* **EXERCISE DESCRIPTION**
Express the rows below as a numbered list, from the line holding "Practice: put a marker on each instance of the black hooded" through the last row, both included, omitting any blank lines.

* **Location identification entries**
= = = = =

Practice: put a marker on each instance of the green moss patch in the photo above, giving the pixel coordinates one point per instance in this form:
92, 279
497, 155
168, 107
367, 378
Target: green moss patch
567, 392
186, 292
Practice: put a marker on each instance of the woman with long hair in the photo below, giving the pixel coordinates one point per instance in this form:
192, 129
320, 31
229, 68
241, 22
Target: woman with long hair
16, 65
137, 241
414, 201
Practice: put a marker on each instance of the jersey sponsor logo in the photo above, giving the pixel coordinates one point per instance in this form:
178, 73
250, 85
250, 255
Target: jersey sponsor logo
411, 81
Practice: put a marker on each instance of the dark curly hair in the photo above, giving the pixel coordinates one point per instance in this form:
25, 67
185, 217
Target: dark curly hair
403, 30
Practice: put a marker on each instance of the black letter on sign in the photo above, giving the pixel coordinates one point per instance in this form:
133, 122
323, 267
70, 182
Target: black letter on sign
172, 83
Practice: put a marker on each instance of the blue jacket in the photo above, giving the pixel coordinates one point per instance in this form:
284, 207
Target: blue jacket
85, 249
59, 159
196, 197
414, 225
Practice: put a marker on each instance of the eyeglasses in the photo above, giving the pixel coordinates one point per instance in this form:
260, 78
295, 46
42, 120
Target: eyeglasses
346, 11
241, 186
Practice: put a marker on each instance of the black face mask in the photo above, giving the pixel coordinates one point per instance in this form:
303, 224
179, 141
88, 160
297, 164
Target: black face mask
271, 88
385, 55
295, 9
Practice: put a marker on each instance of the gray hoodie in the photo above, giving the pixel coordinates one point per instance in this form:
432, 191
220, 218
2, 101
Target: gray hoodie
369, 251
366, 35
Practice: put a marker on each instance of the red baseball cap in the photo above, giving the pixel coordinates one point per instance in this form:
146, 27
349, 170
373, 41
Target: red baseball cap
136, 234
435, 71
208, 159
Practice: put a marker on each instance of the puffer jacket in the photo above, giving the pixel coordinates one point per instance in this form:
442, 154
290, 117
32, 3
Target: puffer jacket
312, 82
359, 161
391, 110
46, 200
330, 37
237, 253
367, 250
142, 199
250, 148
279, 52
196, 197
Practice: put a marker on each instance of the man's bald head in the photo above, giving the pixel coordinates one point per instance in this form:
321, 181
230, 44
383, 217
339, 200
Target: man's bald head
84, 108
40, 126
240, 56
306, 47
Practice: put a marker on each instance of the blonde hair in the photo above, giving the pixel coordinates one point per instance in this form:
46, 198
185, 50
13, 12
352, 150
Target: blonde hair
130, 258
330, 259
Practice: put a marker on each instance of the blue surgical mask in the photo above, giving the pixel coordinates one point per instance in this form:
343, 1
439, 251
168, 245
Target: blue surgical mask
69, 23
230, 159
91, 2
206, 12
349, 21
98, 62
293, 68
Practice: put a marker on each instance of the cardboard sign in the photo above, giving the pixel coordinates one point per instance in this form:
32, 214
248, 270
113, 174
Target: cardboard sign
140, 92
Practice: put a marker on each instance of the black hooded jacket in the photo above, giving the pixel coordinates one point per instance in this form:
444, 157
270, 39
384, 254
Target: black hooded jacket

= = = = =

* **OUTPUT OF THE EXERCISE**
1. Practice: put a marker on each instance of the black hooded jacket in the photo above, giving the pixel coordinates one point per instance in this form:
2. 444, 157
3. 270, 39
4. 384, 254
5. Target: black hooded jacket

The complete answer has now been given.